● Dataset records:
- - -

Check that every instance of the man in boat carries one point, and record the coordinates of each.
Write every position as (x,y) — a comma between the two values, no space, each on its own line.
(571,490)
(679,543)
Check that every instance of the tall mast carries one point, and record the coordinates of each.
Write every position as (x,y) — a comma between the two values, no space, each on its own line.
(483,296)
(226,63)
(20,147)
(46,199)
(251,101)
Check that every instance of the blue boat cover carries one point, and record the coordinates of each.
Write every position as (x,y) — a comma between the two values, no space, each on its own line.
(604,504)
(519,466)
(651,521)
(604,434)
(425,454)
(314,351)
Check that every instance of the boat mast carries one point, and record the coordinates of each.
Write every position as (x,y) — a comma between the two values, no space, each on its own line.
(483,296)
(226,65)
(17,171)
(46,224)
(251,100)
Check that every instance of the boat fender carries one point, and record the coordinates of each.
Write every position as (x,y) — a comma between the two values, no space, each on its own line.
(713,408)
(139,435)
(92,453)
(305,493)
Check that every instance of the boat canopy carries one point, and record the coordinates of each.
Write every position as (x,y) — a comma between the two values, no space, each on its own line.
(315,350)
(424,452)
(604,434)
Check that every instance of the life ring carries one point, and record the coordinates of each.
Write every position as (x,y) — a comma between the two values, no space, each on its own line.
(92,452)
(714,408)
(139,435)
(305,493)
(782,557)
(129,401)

- - -

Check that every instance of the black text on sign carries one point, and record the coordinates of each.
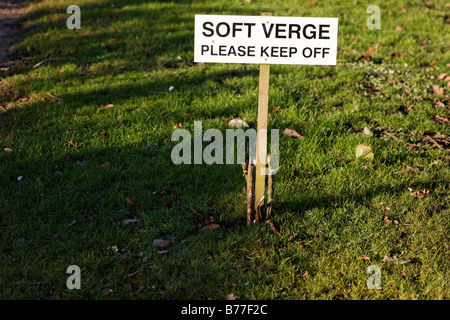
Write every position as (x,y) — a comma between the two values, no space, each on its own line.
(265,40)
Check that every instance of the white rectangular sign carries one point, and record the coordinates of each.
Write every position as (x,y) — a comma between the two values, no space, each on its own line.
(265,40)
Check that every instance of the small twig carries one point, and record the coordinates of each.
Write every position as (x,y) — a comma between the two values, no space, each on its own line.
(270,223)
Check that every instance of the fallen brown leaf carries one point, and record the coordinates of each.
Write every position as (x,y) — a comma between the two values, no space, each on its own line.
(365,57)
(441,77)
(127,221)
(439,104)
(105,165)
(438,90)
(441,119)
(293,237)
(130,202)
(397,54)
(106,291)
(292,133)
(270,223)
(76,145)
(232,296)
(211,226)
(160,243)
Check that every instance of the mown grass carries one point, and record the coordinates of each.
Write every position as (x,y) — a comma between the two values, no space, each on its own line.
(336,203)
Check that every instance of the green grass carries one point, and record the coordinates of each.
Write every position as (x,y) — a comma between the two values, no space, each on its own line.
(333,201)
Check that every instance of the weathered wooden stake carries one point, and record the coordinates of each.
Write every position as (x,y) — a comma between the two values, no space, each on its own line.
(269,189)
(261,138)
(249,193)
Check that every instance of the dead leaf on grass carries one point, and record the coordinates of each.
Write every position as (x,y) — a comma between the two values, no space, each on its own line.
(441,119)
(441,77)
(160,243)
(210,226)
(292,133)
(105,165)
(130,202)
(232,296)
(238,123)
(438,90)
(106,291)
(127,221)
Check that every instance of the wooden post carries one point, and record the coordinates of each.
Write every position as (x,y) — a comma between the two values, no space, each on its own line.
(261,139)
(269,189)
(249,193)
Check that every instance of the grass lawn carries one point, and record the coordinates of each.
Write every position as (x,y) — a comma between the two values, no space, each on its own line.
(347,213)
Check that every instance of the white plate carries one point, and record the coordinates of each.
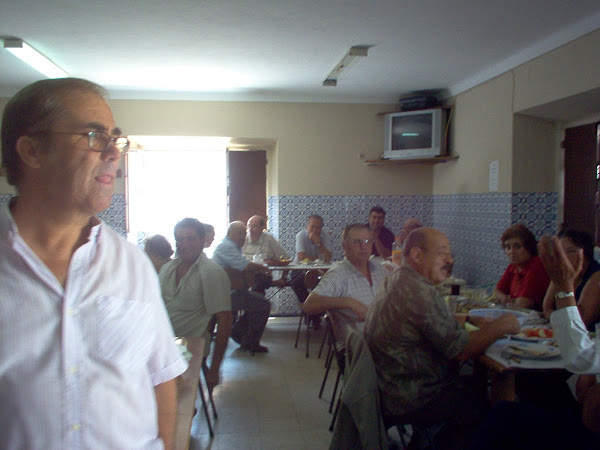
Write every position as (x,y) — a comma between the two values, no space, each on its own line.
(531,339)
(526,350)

- - -

● Exercise requirements: Above are the records. Identify each line that contains the word "mast".

● Response to this exercise:
Check that every instance of the tall mast carries one point, and record the coordinates of each.
Check that every instance of the boat mast carries one point, and record the coordinates of each.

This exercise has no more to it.